## Given text
(begin)

The court noted that, even if service had been made to the Association’s proper business address, the certified mailing of the lien had been returned unclaimed and the subcontractor had failed to present any evidence relating to the status of the ordinary mail.  Though not discussed in the decision, had the service address been proper, the subcontractor should, at the very least, have proffered evidence that the ordinary mail was never returned as undelivered by the postal service and, therefore, should be presumed to have been delivered to that address.

The court also affirmed the trial court’s award of attorneys’ fees to the Association under the CLL (N.J.S.A. 2A:44A-30(c)) because the Association filed its application to discharge a lien that the court deemed to have been filed “without factual basis”.

That last determination, however, is questionable at best, as the lien at issue appears to have been filed with a factual basis, but was deemed unenforceable solely due to a failure of proper service and the Association’s subsequent payment in full to the contractor.  Improper service should not be equated with a lack of a factual basis supporting the lien.  In fact, under a different section of the CLL (N.J.S.A. 2A:44A-15), which provides the bases for a determination of the forfeiture of lien rights based on an improper lien filing, the CLL defines “without basis” for purposes of that section as “frivolous, false, unsupported by a contract, or made with malice or bad faith or for any improper purpose.”   The failure to properly serve an otherwise factually supported lien does not appear to be accounted for in the language of the CLL as a basis for the award of attorneys’ fees.

(end)

## Required task
Reproduce the passage on the construction lien ruling word for word from "That last determination, however, is" to "of attorneys’ fees.".

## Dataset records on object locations

(begin)

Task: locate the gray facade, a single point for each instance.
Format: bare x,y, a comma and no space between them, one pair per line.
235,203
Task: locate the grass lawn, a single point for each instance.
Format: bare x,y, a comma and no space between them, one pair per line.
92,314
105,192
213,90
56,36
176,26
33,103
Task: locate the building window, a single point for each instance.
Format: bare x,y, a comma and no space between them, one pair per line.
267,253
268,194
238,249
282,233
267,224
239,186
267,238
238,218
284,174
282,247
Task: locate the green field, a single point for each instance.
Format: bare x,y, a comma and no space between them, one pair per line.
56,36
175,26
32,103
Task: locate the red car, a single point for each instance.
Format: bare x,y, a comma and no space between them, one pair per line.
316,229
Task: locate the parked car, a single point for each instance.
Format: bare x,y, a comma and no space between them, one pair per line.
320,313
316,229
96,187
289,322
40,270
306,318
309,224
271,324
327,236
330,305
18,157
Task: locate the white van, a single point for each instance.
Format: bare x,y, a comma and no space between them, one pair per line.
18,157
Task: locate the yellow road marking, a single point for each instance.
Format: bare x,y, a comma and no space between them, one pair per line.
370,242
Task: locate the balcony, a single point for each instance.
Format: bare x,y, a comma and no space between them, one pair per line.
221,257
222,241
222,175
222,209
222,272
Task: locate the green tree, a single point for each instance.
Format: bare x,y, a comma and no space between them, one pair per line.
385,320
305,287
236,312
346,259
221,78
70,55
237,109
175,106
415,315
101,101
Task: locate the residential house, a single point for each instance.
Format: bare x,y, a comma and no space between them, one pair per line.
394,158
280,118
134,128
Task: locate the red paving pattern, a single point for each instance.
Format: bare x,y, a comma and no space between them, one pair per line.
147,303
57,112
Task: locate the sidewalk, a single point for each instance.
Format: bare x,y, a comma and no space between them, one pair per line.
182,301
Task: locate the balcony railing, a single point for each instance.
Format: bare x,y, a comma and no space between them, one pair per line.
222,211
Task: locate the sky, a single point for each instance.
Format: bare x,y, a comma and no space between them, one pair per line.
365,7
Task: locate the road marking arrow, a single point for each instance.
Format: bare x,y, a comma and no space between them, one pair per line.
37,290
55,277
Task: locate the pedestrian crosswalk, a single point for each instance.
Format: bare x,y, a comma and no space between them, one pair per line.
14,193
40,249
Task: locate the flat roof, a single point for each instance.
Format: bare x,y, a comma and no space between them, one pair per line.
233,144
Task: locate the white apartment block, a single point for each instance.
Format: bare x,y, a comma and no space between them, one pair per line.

(end)

## Expected answer
That last determination, however, is questionable at best, as the lien at issue appears to have been filed with a factual basis, but was deemed unenforceable solely due to a failure of proper service and the Association’s subsequent payment in full to the contractor.  Improper service should not be equated with a lack of a factual basis supporting the lien.  In fact, under a different section of the CLL (N.J.S.A. 2A:44A-15), which provides the bases for a determination of the forfeiture of lien rights based on an improper lien filing, the CLL defines “without basis” for purposes of that section as “frivolous, false, unsupported by a contract, or made with malice or bad faith or for any improper purpose.”   The failure to properly serve an otherwise factually supported lien does not appear to be accounted for in the language of the CLL as a basis for the award of attorneys’ fees.